::: Records for this exercise :::

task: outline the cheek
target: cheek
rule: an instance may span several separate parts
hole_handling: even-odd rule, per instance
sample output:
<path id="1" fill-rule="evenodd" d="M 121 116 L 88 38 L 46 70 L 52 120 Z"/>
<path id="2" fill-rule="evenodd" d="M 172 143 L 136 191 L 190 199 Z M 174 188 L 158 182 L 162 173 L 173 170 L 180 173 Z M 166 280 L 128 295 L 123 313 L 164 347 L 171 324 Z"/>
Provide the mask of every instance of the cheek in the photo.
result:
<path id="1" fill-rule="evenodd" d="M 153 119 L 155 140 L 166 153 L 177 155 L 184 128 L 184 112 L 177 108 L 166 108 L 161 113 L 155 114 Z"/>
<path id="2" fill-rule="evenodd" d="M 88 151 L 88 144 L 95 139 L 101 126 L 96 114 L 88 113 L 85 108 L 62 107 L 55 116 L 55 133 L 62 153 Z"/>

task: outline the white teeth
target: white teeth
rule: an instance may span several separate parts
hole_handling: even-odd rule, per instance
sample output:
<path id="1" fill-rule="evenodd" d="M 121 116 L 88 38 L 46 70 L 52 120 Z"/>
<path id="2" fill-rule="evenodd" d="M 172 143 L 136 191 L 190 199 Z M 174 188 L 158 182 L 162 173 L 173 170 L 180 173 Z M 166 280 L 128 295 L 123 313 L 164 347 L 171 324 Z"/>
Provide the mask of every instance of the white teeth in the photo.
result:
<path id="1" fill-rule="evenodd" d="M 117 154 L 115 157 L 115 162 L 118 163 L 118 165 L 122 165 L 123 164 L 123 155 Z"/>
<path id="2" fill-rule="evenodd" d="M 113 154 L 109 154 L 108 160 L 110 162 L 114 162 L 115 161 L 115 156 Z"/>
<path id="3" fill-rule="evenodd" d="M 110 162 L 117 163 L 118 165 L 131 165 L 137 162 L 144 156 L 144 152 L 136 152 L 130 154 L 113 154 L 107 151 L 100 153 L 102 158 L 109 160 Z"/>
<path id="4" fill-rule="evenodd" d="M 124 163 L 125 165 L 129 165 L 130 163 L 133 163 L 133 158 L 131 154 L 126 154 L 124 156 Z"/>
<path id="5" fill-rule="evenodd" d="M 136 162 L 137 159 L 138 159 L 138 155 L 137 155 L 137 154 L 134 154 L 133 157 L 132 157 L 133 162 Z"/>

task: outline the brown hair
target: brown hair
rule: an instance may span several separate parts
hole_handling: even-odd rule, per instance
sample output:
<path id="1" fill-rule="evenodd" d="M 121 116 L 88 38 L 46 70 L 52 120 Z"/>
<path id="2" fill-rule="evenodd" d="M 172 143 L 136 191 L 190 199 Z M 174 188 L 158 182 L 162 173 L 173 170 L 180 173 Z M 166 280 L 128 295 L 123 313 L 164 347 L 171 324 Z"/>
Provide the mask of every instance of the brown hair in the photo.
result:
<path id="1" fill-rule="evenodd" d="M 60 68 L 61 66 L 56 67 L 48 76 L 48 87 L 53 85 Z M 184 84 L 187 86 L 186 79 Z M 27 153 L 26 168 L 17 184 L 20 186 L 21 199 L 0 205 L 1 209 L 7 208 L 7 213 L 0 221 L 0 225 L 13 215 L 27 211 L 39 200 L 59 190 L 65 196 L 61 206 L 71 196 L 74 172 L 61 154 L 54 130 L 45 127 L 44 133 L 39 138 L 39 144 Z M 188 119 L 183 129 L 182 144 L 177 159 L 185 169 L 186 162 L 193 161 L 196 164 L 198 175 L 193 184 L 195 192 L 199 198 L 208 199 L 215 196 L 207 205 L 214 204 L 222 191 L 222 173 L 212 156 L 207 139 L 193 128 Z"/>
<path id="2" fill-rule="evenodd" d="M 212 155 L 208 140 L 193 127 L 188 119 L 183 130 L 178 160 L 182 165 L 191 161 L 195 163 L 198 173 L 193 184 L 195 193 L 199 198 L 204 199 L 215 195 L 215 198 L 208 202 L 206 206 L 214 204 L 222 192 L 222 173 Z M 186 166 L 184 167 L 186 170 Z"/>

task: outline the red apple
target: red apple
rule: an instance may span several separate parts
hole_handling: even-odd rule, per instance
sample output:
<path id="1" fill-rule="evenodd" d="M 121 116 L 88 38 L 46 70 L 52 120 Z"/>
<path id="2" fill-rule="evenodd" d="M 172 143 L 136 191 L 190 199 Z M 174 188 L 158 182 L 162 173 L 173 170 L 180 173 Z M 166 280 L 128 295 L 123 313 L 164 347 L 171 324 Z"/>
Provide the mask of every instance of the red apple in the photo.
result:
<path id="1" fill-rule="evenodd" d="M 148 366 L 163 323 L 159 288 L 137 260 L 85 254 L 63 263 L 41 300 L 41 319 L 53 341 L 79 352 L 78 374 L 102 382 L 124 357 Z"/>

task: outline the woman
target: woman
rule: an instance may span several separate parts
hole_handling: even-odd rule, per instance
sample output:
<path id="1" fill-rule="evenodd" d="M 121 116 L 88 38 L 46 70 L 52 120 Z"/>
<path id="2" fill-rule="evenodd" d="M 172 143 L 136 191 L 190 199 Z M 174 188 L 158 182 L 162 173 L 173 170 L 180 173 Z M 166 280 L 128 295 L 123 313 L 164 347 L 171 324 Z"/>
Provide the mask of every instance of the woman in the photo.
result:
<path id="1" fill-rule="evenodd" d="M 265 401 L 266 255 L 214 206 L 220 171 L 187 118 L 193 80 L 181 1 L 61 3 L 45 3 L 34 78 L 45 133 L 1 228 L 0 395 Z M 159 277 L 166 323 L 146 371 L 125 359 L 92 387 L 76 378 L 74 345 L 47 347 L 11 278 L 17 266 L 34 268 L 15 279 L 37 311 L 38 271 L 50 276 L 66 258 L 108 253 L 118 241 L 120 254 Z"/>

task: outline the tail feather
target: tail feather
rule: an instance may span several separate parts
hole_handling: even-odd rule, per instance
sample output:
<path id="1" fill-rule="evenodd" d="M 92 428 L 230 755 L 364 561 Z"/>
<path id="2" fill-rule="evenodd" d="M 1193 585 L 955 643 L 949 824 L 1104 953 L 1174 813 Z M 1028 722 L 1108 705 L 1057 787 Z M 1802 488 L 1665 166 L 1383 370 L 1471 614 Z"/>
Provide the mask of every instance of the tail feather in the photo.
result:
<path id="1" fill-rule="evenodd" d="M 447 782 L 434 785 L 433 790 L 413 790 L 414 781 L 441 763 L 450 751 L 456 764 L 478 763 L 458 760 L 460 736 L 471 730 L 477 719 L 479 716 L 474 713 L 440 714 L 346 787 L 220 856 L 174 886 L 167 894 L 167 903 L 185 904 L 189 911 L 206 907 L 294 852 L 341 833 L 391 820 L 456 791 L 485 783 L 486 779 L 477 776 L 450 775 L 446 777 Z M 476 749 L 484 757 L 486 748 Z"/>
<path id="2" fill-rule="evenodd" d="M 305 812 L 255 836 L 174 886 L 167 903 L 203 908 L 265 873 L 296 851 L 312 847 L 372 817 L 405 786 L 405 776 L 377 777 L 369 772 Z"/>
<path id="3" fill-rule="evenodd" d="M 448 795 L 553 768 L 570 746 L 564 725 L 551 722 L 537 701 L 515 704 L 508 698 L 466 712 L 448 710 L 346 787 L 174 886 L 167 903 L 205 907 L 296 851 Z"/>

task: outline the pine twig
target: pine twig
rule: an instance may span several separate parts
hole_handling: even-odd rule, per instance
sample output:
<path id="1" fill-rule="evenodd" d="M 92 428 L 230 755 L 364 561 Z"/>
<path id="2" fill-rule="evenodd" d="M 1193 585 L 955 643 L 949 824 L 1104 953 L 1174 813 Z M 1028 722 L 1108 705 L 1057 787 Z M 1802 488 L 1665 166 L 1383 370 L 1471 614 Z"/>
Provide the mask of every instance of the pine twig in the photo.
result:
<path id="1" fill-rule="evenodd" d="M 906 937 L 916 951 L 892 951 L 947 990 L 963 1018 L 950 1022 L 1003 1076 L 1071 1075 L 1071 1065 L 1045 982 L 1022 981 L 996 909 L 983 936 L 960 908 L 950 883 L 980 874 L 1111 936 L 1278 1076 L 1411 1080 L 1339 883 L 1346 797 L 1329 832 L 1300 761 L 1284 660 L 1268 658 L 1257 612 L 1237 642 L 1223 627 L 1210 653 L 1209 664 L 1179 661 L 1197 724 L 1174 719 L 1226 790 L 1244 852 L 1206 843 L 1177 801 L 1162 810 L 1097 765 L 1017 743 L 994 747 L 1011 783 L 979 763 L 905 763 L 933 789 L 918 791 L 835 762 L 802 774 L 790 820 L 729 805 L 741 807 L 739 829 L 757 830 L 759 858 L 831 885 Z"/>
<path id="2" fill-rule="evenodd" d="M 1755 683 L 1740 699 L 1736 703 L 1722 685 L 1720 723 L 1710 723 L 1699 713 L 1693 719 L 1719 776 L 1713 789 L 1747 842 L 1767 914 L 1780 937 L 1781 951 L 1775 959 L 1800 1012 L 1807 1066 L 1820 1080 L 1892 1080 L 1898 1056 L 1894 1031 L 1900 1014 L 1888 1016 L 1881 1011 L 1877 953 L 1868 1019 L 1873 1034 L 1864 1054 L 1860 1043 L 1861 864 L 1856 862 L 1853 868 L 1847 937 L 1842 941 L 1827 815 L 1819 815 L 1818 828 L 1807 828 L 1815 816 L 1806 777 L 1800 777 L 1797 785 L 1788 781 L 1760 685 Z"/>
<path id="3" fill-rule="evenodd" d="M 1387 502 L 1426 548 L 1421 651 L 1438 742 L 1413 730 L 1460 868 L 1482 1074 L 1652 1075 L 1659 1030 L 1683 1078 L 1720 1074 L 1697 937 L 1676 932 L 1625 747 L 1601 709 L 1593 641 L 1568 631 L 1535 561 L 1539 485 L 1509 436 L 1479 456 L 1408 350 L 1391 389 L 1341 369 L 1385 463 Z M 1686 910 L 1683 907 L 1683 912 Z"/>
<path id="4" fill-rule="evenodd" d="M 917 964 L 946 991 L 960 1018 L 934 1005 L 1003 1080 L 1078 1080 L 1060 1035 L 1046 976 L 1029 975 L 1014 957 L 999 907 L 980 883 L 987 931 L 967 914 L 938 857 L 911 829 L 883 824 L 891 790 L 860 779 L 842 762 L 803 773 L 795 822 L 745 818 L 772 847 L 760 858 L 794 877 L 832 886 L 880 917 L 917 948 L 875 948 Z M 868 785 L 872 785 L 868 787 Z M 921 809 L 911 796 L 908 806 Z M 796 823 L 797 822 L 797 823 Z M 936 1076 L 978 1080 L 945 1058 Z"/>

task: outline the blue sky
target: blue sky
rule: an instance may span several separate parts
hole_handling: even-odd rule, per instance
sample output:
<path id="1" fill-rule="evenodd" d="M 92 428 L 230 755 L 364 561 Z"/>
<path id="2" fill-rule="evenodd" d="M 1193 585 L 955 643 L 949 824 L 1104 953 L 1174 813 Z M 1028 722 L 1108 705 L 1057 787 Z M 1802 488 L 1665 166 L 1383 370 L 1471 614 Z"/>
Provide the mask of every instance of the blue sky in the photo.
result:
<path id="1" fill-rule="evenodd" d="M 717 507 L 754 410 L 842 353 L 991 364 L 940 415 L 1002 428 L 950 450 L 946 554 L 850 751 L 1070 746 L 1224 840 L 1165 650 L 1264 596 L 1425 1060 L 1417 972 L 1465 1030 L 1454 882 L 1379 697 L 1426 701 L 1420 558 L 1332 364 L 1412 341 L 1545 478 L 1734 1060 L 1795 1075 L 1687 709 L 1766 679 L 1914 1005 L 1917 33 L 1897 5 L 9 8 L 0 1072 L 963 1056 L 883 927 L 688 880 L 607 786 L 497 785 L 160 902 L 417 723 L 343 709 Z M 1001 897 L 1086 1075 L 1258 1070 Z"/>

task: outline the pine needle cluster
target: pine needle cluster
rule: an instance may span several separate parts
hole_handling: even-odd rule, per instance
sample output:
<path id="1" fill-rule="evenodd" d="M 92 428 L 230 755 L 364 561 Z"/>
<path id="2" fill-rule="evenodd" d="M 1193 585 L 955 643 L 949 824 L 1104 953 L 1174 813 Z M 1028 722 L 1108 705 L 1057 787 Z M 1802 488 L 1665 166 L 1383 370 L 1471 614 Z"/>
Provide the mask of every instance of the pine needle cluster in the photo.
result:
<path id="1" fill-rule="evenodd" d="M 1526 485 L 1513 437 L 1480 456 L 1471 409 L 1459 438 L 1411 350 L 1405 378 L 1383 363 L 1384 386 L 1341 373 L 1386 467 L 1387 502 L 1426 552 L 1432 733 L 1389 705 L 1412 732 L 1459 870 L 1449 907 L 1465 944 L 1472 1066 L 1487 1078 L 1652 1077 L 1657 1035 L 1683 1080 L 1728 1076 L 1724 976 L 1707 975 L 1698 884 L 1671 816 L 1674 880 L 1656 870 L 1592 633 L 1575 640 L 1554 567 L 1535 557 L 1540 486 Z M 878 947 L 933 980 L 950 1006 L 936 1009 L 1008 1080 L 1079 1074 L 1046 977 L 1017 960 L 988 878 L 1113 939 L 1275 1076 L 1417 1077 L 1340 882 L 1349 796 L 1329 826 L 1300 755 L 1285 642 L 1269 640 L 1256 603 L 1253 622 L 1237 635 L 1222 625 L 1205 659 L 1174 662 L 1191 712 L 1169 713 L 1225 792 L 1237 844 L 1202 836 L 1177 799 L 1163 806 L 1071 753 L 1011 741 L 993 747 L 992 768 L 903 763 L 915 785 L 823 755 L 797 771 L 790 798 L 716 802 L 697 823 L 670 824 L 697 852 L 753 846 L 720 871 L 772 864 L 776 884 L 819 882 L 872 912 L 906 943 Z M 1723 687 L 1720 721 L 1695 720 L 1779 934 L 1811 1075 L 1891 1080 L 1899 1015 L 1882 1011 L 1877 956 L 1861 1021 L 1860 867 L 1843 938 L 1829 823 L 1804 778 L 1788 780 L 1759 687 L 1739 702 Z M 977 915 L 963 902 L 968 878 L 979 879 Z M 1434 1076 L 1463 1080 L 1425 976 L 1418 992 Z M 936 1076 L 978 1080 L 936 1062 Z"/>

:::

> _Problem to work on_: Return a copy of every line in the records that includes the string "cheek".

> _Task answer_:
task: outline the cheek
target: cheek
Provide the mask of every instance of the cheek in the photo.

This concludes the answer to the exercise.